And i thought the supra's TRD spoiler was big, thats ridiculous lol


----------



## ITSonlyREECE (Jun 10, 2012)

They are nice to look at, but to me they lack any kind of 'punch'. 0-60 in 7.7 secs isn't the slowest but for the price, appearance and today's performance standards I expected better levels of power and performance. My old '03 Cooper S had better performance specs than this. 

All show and no go IMO.


----------



## polac5397 (Apr 16, 2014)

i like it..........not sure of red though


----------



## Kerr (Mar 27, 2012)

That ruins it for me and looks out of place. 

They are fun little cars otherwise, far more than the 0-60mph time suggests. It's quicker on the move than than 0-60mph time suggests too.

Just without that wing.


----------



## Grommit (May 3, 2011)

I like it, but the engine and performance doesn't match the looks of the car sadly.


----------



## pez (Jun 7, 2014)

Looks nice its a shame there's no performance upgrades like a gt 86 TRD or something.


----------



## Captain Duff (Sep 27, 2013)

The wing is very Marmite. I'm in the hate it camp myself (as a GT86 owner), but there are plenty out there that love it. Incidentally, the pics are from a pre-production version I think as it has the standard 17" wheels, whereas the Aero comes with some very nice 18" Oz Ultraleggera's (which is the best thing by far about that version in my view).

If I was buying again today (and I would) I'd either go again for the standard model or the other current special edition, the Giallo - http://www.toyota.co.uk/new-cars/gt86-specs-prices - although you'd have to like yellow!

When the car was designed it was with a concious nod to the agelessly beautiful Toyota GT2000 (apparently they got one in the design studio to help the modern designers along), and while the GT86/BRZ does fall short in many ways in terms of those looks (although you can see how they have tried), things like a giant wing just destroy the lines completely in my opinion - but as I say it's a Marmite thing


----------



## R7KY D (Feb 16, 2010)
◆ ◆ ◆ ◆ ◆
#### WORK INSTRUCTIONS
a. Can you sum up the forum thread in two sentences?
b. Will you give the entries again, requests included, from the line containing "of the autumn" down to the end of the entries, adding 129 to every coordinate in the answers?

#### DATA ENTRIES
◆ ◆ ◆ ◆ ◆
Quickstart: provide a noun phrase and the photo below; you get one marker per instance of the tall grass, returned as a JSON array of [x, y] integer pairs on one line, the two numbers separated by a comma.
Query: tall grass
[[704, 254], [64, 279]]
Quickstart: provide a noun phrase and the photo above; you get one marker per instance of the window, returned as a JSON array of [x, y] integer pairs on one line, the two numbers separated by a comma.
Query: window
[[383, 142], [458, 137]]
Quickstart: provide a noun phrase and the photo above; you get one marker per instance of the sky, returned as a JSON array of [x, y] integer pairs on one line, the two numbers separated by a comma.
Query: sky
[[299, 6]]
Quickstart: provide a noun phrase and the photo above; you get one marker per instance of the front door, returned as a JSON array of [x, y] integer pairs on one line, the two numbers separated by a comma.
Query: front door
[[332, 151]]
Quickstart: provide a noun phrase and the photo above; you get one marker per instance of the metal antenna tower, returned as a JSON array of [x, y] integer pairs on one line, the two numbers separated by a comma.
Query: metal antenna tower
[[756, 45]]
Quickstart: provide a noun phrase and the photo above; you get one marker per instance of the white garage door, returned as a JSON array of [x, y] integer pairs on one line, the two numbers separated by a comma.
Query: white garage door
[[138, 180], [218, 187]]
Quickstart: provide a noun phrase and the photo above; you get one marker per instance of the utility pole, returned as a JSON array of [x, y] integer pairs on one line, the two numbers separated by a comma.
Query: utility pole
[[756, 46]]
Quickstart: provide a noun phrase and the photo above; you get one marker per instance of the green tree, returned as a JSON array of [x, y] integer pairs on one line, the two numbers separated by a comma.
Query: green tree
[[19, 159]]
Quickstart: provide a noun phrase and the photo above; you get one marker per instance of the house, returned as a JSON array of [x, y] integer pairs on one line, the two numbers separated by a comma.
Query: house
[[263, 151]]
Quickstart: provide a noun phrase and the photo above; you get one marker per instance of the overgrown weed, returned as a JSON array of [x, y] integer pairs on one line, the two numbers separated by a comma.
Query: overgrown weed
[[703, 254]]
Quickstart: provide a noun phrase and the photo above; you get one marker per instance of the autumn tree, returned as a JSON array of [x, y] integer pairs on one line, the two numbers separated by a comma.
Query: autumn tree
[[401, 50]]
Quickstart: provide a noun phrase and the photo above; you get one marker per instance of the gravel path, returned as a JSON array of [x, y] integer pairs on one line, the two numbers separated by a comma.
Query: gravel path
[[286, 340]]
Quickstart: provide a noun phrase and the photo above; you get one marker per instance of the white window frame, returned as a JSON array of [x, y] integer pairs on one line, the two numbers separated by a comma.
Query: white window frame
◆ ◆ ◆ ◆ ◆
#### COMPLETE ANSWERS
a. Posters discuss a car with a large wing, which some call ridiculous or out of place and one calls "very Marmite," while noting that plenty of people love it. Several also say its performance doesn't match its looks, though one poster finds it fun and quicker on the move than its 0-60 mph time suggests.

b.
Quickstart: provide a noun phrase and the photo above; you get one marker per instance of the autumn tree, returned as a JSON array of [x, y] integer pairs on one line, the two numbers separated by a comma.
Query: autumn tree
[[530, 179]]
Quickstart: provide a noun phrase and the photo above; you get one marker per instance of the gravel path, returned as a JSON array of [x, y] integer pairs on one line, the two numbers separated by a comma.
Query: gravel path
[[415, 469]]
Quickstart: provide a noun phrase and the photo above; you get one marker per instance of the white window frame, returned as a JSON array of [x, y] integer pairs on one line, the two numbers separated by a comma.
Query: white window frame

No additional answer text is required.